[Opening Exercise text section]
This past weekend I participated in an event through my church called a Freedom Encounter. It was the culmination of a small group study I did called Freedom which was amazing.
I am a different person than I was when I walked through those doors on Friday night. I’m calmer and more peaceful, and my relationship with God is drastically changed for the better.
But do you want to know something else that’s better? My relationship with Riley.
Now, you may say, “Anysia, you and Riley have a great relationship.” and I would agree. But since I lost my car about a month ago we’ve had a lot more on-leash time together and it has been ugly. I’ve been short-tempered, irritable, and impatient. About 9 out of 10 of our 3 times daily walks have ended with me shaking angry and in tears. In fact, on Thursday I said to her, “Why won’t you just do what I’m asking you to do? You know what I expect. Why can’t you just do it?”
The Holy Spirit intervened and asked, “Does she know what you expect? Do you know what you expect?”
My initial answer was, “Of course.” But I also knew enough to know if He was asking then that was not the answer. haha
When I was in the right space to listen, I asked Him why I was having so much trouble with Riley on-leash and why I was so emotional about it, and He said, “Pride and shame. You love Riley and want the best for her. You believe the best for her is having time every day off-leash but you can’t give that to her right now because you don’t have a car. So every time you walk her you’re reminded that you don’t have a car which makes you feel like a failure personally and in your relationship with her. You feel like you’re letting her down, like a bad dog mom and a bad human. And instead of acknowledging that you have these feelings, you get mad because nothing is going right on your walks and you’re blaming Riley’s actions instead of looking at your own heart.”
Anyway, I took in the information and I tried really hard to adjust my attitude and my behavior but the walks got worse instead of better. In fact, Saturday morning when we finished our walk, I just laid on the bed for a few minutes and cried because I was angry about how horrible I felt like it went.
On Saturday afternoon, after I got home from the conference, I knew things were going to be different in a lot of ways, leash time included. I told Riley that I was going to pretend she didn’t know anything about being on-leash and that we were going to start over, then I spent some time planning and laying out how that was going to look for us until it was clear in my mind.
Sunday morning I started putting the plan into action and so far we have not had a single bad walk. In fact, even today when we were caught in a downpour, we worked through it and had a blast.
Riley is getting all the energy out that she needs to and isn’t going crazy at home because training and the kind of work we’re doing on-leash is very stimulating and it gives her the right balance of running, playing, chasing squirrels, and training; free time and structured time. I have been patient, kind, attentive, and joyful, while also being realistic about what I can handle. And we are both much happier.
What changed? Just like the Holy Spirit said, it was a heart issue for me. You can’t work harder to fix your heart. No amount of personal external effort is going to solve an issue of the heart. Only God can do that. And, when I repented of the pride and allowed Him to heal the places of shame it freed me up to see and do things in my life differently.
That’s how it works, we acknowledge and repent, then we offer ourselves afresh to God in tender surrender and God responds with healing, restoration, and perspective. From there we get to align our thoughts and behaviors with the work that God already did in our hearts. I had it backward. I was trying harder to do better because I thought it was more comfortable than repentance and surrender but the truth is God’s order of operations is way more efficient and freeing than mine, and doing things His way changes everything.
[Closing Exercise text section]
[Opening Raw data section]
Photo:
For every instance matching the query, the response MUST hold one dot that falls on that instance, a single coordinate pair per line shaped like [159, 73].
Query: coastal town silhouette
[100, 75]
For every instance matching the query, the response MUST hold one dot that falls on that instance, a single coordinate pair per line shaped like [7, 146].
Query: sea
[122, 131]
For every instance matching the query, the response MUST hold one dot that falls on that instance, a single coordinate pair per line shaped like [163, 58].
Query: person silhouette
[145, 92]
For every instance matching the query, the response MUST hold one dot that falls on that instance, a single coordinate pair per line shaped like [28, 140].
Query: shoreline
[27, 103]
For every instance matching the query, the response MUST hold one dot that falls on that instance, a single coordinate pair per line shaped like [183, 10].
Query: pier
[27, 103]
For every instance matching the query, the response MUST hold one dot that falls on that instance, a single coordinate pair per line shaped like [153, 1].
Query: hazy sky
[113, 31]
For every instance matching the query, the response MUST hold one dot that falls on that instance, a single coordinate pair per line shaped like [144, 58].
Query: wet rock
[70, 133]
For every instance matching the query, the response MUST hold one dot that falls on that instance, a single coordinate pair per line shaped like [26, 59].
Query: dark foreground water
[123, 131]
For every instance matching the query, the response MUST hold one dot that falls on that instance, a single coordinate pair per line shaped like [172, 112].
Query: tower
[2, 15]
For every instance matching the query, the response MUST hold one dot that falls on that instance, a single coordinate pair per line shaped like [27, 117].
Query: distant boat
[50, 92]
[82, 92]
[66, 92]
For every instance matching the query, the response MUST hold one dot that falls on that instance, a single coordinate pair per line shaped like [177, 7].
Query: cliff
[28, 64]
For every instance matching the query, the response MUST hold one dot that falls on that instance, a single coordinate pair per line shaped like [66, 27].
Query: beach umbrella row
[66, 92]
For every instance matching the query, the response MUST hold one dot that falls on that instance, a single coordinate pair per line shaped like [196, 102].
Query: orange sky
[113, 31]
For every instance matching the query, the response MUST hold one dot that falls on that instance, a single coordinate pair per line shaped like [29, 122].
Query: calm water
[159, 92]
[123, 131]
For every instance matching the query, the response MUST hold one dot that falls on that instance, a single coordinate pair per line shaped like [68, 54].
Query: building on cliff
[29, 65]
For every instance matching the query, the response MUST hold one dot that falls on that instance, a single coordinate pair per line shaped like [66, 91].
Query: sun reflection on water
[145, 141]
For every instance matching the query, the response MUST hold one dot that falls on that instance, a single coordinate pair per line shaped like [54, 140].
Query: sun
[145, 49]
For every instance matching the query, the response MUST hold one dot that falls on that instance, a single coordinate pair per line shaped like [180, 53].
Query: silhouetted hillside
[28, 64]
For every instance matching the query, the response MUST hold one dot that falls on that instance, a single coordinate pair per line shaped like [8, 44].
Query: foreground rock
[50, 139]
[Closing Raw data section]
[Opening Raw data section]
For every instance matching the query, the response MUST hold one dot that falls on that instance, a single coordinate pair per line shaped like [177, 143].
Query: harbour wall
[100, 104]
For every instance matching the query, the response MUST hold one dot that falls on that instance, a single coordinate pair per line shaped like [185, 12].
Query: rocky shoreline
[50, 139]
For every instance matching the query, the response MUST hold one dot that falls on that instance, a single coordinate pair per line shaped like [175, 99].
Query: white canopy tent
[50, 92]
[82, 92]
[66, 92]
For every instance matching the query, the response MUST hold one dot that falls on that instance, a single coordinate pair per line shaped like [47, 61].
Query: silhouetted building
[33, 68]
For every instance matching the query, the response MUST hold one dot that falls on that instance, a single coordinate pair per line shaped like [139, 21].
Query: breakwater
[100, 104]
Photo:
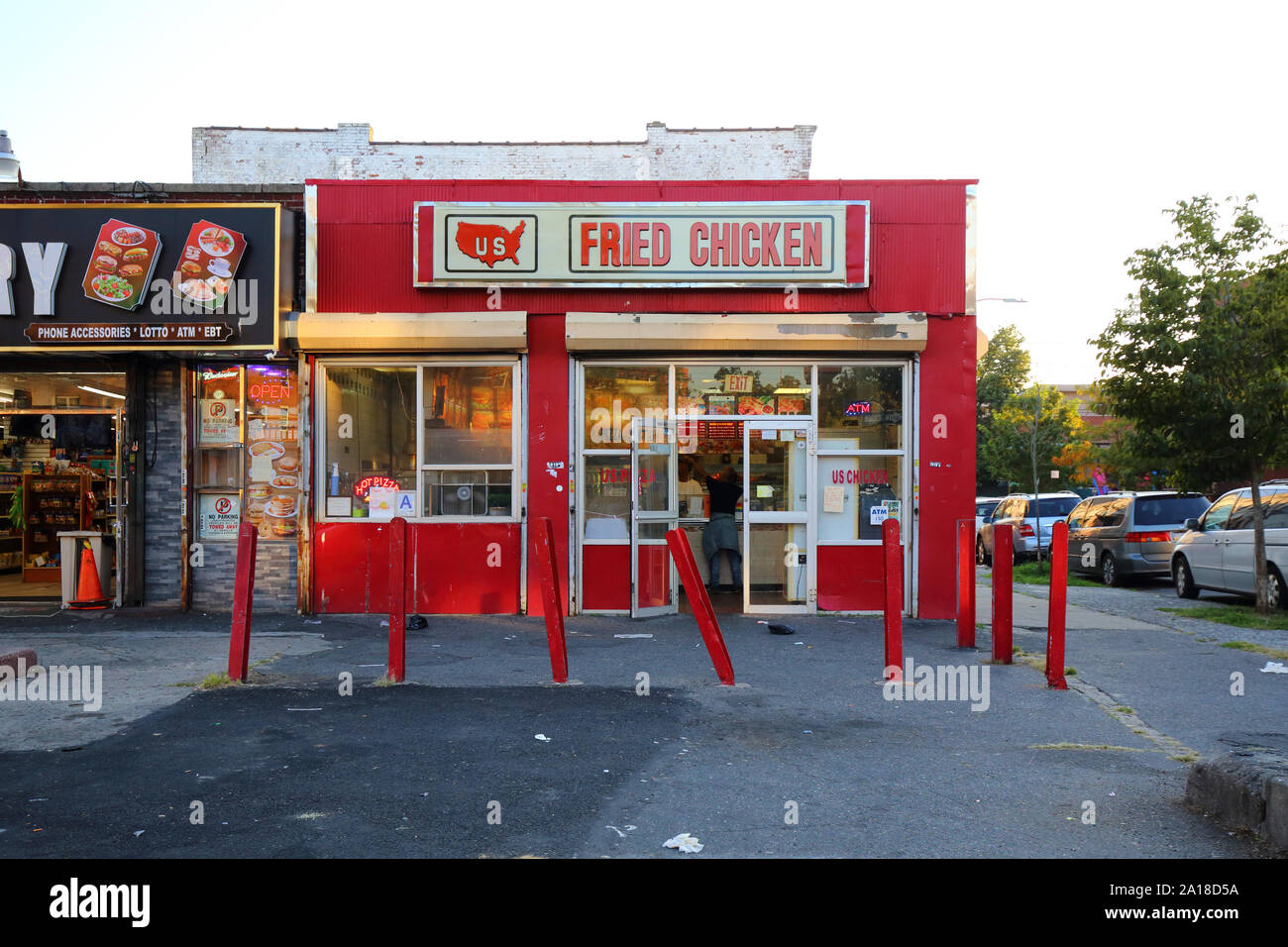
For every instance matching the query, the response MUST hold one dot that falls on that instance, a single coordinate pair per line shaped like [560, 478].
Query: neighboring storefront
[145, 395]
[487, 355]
[Closing Raw data section]
[Opening Raw data section]
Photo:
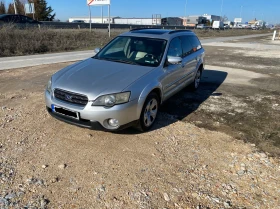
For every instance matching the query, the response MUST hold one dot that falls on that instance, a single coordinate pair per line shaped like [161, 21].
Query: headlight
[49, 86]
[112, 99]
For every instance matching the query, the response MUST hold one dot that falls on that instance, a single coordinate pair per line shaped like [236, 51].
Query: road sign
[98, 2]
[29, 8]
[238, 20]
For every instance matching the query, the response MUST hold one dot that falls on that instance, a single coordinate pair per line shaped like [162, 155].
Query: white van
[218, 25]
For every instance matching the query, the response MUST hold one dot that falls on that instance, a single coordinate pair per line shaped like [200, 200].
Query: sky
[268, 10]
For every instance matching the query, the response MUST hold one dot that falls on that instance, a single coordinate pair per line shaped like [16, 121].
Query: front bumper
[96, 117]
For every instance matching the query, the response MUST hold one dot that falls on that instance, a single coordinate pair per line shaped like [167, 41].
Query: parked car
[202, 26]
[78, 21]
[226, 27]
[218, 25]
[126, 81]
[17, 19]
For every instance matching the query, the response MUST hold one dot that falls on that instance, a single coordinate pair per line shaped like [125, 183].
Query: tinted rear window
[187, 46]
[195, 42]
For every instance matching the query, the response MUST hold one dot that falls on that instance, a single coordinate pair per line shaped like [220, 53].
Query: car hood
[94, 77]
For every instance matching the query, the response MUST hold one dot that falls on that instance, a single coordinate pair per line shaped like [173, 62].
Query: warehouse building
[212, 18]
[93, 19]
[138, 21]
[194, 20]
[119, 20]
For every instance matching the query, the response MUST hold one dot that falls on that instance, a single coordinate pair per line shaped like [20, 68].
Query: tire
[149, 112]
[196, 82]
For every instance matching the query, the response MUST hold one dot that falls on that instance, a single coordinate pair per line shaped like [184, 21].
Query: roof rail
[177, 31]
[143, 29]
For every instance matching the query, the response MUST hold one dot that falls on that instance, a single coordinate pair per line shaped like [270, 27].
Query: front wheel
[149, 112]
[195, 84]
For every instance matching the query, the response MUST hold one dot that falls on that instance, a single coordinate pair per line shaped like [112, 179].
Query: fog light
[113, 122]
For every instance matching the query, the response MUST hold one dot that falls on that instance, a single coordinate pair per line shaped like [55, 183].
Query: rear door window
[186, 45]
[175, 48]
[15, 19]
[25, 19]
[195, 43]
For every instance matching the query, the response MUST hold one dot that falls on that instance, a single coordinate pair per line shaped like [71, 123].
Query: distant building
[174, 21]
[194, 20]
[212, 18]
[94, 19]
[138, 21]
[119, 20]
[Closing Raw data section]
Problems and tasks -
(1) In the Freedom Encounter post, write out the passage starting with "That’s how it" and going on through "way changes everything.", swapping "surrender" for "submission".
(2) Answer these questions from the Freedom Encounter post:
(a) How many walks does the writer take Riley on each day?
(b) On what morning did the writer start putting the new plan into action?
(c) What two things did the Holy Spirit name as the cause of the writer's trouble with Riley on-leash?

List of answers -
(1)
That’s how it works, we acknowledge and repent, then we offer ourselves afresh to God in tender submission and God responds with healing, restoration, and perspective. From there we get to align our thoughts and behaviors with the work that God already did in our hearts. I had it backward. I was trying harder to do better because I thought it was more comfortable than repentance and submission but the truth is God’s order of operations is way more efficient and freeing than mine, and doing things His way changes everything.

(2)
(a) Three walks a day.
(b) Sunday morning.
(c) Pride and shame.